TASK DESCRIPTION » Output the line containing "the front tire" and all subsequent lines of the listing below, copied exactly, with no other lines.

Point-based annotation data »

┏━━

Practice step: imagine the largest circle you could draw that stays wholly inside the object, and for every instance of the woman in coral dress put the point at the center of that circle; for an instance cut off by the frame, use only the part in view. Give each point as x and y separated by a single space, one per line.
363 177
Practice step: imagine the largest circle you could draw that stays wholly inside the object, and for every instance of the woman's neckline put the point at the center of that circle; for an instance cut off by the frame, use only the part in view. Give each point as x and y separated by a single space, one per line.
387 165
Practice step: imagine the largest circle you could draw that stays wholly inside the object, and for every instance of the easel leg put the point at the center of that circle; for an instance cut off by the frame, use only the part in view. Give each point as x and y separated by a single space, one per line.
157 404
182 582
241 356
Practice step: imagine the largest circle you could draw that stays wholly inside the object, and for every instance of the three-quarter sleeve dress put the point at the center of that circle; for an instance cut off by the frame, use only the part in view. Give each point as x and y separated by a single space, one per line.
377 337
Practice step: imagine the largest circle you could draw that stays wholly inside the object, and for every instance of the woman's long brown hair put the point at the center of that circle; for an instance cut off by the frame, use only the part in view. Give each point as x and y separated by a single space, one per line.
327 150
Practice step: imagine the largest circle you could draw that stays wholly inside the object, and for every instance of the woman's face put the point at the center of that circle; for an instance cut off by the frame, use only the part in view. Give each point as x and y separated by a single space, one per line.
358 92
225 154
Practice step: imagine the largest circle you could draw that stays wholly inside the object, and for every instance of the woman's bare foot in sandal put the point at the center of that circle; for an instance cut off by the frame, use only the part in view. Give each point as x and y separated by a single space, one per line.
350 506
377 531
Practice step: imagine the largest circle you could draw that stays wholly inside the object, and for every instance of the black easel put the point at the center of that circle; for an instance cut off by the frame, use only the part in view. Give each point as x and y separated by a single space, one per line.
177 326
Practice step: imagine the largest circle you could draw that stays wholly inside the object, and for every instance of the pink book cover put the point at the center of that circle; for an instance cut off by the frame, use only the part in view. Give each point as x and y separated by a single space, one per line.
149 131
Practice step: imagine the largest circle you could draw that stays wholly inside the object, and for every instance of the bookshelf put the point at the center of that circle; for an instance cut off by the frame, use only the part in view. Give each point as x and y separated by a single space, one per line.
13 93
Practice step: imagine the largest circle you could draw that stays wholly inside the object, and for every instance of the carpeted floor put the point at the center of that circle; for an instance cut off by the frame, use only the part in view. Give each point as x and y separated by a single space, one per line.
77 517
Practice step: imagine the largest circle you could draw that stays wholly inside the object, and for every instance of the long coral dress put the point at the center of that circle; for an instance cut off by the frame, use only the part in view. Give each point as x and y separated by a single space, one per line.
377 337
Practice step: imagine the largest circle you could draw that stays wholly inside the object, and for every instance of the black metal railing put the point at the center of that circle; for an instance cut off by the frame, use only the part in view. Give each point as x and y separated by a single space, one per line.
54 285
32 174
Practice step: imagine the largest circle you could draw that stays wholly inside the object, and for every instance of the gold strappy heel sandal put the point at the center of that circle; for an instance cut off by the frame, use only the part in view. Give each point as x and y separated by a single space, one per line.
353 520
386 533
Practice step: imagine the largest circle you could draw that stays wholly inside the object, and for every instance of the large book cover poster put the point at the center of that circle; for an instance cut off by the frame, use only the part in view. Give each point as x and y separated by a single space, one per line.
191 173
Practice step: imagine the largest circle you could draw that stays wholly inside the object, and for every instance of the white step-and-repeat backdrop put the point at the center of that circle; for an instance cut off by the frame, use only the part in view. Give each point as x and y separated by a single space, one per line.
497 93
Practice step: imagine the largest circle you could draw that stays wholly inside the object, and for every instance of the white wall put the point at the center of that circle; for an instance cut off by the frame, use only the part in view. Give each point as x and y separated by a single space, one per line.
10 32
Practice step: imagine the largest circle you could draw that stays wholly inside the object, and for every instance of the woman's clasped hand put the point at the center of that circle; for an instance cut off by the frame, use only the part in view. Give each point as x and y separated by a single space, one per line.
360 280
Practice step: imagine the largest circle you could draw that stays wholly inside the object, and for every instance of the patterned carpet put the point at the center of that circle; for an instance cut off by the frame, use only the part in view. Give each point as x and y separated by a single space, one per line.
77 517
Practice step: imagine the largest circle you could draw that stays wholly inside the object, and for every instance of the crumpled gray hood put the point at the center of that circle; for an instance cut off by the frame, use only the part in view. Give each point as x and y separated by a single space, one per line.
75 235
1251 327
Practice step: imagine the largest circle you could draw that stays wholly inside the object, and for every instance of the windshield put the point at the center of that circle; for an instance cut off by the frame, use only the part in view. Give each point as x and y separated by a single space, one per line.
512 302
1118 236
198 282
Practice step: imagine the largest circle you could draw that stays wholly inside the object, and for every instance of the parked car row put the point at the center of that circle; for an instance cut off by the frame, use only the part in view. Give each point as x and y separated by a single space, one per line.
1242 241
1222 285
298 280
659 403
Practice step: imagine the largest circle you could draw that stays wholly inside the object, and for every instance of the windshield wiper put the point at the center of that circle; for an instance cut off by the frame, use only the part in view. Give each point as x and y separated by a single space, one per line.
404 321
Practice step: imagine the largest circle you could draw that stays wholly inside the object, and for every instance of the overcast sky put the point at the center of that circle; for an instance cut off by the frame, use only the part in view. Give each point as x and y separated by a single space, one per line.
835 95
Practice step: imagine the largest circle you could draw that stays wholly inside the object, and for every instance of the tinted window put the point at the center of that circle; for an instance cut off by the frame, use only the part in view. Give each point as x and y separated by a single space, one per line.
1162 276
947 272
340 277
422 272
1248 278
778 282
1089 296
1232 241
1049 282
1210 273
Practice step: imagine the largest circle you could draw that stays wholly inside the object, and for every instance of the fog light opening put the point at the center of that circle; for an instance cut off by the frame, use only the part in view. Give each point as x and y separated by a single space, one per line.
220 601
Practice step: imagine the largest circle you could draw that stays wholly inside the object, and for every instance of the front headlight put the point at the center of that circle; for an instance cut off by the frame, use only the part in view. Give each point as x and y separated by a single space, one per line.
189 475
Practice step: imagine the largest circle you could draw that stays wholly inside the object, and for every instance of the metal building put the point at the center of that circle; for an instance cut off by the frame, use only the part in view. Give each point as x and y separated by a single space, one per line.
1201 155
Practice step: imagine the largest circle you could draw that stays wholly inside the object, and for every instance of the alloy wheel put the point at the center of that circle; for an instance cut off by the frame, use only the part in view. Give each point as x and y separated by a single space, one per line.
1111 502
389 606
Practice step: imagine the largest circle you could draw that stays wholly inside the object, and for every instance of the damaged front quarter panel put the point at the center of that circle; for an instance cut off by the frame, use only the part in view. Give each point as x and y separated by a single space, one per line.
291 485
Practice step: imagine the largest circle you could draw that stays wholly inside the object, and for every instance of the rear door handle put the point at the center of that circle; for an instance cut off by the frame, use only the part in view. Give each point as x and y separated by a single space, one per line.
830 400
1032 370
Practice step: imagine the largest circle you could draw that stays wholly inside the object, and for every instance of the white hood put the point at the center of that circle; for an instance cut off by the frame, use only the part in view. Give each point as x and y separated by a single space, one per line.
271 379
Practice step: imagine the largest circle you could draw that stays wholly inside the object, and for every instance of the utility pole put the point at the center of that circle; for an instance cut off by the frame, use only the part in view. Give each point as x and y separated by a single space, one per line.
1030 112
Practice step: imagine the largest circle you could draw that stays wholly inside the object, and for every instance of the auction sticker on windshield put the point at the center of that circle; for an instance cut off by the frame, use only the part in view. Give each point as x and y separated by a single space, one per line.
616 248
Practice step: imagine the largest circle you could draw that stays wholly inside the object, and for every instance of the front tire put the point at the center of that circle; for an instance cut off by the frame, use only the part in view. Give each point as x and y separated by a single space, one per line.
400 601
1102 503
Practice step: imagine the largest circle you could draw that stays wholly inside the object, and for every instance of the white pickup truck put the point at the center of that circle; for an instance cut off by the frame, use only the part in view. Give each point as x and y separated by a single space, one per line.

┗━━

CORRECT ANSWER »
Practice step: imagine the largest circle you could draw that stays wholly inside the object, and for every instance of the front tire put the point at the center of that circle; for an instance cut off by the frame, use only the part in view. Give each point as x and y separated by a single space, one per line.
400 601
1102 503
Practice step: imagine the largest circle you could draw that stays wholly inside the object, and for every instance of the white pickup truck put the point at the center of that circle; for an instance cut off by the frame, use only the part in view. Give each point as x and y separated by a single space, one per line.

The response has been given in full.